As tarefas:
1. Repita fielmente o trecho do texto sobre as contas públicas que vai de "Ainda encaminhou ao" até "diretriz ficou clara.".
2. Dê sequência ao texto sobre as contas públicas, começando logo após a última frase apresentada.

Texto da página:
+ + +

Pois bem: o encontro só serviu para Barbosa pedir licença aos parlamentares para gastar ainda mais. O ministro exibiu uma proposta de orçamento para 2016 com um déficit da União que pode beirar os 100 bilhões de reais.

Ainda encaminhou ao Congresso uma “reforma estrutural” das contas públicas que pode significar o abandono de vez das metas de resultado fiscal — um dos principais instrumentos para garantir a confiança na gestão pública. “A discussão está concentrada em medidas para aliviar as restrições de gastos”, diz Marcos Lisboa, presidente da escola de negócios Insper.

“Não vi nenhuma proposta para atacar de fato o problema da explosão da dívida.” Já era dado como certo que o ajuste fiscal ficaria pelo caminho desde dezembro, quando Joaquim Levy, um economista mais linha-dura com os gastos, saiu da Fazenda, dando lugar a Barbosa, um quadro da esquerda, transferido da pasta do Planejamento. Em pouco tempo, a nova diretriz ficou clara.

No primeiro bimestre, o governo federal elevou 6% as despesas, em relação ao mesmo período do ano passado, descontada a inflação. O esforço fiscal que Barbosa propõe neste ano, com contenção de gastos e elevação de receitas, é 7,5% menor do que o da gestão Levy. Analistas e investidores apostam que o próximo passo do governo será abrir os cofres.

+ + +

Dados coletados:

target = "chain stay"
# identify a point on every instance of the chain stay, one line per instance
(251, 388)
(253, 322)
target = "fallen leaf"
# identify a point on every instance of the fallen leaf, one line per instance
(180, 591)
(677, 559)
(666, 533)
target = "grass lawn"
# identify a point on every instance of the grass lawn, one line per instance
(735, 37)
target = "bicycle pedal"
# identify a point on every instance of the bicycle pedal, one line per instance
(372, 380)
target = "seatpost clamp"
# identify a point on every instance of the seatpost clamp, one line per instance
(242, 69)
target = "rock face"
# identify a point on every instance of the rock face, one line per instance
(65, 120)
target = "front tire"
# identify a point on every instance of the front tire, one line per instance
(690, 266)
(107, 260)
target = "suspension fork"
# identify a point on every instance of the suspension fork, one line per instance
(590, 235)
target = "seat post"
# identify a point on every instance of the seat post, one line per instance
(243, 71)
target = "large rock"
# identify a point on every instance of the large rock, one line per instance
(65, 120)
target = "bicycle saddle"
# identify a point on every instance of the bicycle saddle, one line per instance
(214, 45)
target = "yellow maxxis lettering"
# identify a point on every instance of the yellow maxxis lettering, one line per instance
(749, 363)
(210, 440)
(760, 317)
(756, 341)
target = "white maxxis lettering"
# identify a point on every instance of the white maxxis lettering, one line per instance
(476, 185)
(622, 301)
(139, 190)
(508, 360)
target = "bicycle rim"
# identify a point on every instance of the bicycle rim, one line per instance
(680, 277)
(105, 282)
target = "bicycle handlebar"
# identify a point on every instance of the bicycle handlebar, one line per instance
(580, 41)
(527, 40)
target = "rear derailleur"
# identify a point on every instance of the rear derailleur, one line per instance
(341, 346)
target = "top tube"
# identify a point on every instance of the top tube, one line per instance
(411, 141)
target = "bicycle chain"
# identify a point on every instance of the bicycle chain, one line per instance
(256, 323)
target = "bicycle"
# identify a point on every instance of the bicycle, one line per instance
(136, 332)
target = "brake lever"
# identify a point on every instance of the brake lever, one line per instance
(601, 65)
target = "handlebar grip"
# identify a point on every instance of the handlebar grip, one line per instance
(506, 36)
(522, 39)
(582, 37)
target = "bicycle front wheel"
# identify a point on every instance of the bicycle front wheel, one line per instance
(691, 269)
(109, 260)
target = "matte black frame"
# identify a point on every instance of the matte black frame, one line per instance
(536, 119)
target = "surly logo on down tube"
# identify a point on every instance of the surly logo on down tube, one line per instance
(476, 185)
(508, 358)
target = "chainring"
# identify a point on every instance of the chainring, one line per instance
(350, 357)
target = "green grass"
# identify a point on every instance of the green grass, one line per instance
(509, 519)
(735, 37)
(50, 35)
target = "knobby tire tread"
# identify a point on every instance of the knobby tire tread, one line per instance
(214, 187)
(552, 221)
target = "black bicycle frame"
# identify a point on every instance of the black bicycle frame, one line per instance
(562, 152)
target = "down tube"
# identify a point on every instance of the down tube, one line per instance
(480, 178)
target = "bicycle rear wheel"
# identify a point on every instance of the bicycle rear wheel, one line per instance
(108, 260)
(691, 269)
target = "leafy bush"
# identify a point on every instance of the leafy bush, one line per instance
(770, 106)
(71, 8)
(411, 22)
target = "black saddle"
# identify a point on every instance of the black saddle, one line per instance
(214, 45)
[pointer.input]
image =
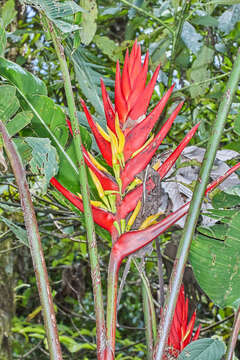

+ + +

Resultados do exercício:
1.
Ainda encaminhou ao Congresso uma “reforma estrutural” das contas públicas que pode significar o abandono de vez das metas de resultado fiscal — um dos principais instrumentos para garantir a confiança na gestão pública. “A discussão está concentrada em medidas para aliviar as restrições de gastos”, diz Marcos Lisboa, presidente da escola de negócios Insper.

“Não vi nenhuma proposta para atacar de fato o problema da explosão da dívida.” Já era dado como certo que o ajuste fiscal ficaria pelo caminho desde dezembro, quando Joaquim Levy, um economista mais linha-dura com os gastos, saiu da Fazenda, dando lugar a Barbosa, um quadro da esquerda, transferido da pasta do Planejamento. Em pouco tempo, a nova diretriz ficou clara.

2.
Até mesmo o Banco Central (BC) compartilha a visão. “Tínhamos um cálculo em dezembro que apontava para a neutralidade da política fiscal. Caímos na faixa expansionista”, disse Altamir Lopes, diretor de política econômica do BC, em coletiva de imprensa no final de março. Em troca da permissão para gastar mais, o governo acena com o compromisso de estabilizar a dívida nos próximos anos.

Difícil é acreditar que o futuro será melhor. Dilma Rousseff e sua equipe adotaram práticas questionáveis na gestão fiscal nos últimos anos, como as chamadas “pedaladas”. Elas consistiram no atraso de repasses da União aos bancos públicos para arcar com programas sociais, somando 72 bilhões de reais em 2014 e 2015.

Como o governo pagava com atraso e com correção, o Tribunal de Contas da União (TCU) enquadrou os repasses como empréstimos, algo proibido pela Lei de Responsabilidade Fiscal — eis uma das bases do atual pedido de impeachment da presidente que está em discussão na Câmara. Em defesa do governo, Barbosa disse no Congresso que o modelo de transferências foi abandonado assim que o TCU o condenou.

Desde 2014, o governo Dilma tem mudado com frequência as metas fiscais para acomodar os aumentos de gastos — em vez de cortar as despesas para caber na meta, como seria desejável. Uma das propostas apresentadas ao Congresso oficializa essa prática.

Ela permite que, se o PIB crescer menos de 1% ao ano, os governos (também os estaduais e os municipais), mesmo com queda da arrecadação, mantenham desembolsos para obras em fase final de conclusão e despesas consideradas essenciais, como contas de luz de escolas. Até aí, parece razoável. Mas não há nenhuma obrigação de que o gasto seja compensado em outras frentes.

Ou seja, o governo teria carta branca para descumprir a meta fiscal sem pedir aval ao Congresso, evitando o embate político que se tem hoje. “Estamos em meio a uma grande perda institucional, com falta de transparência nas contas públicas”, diz Lisboa.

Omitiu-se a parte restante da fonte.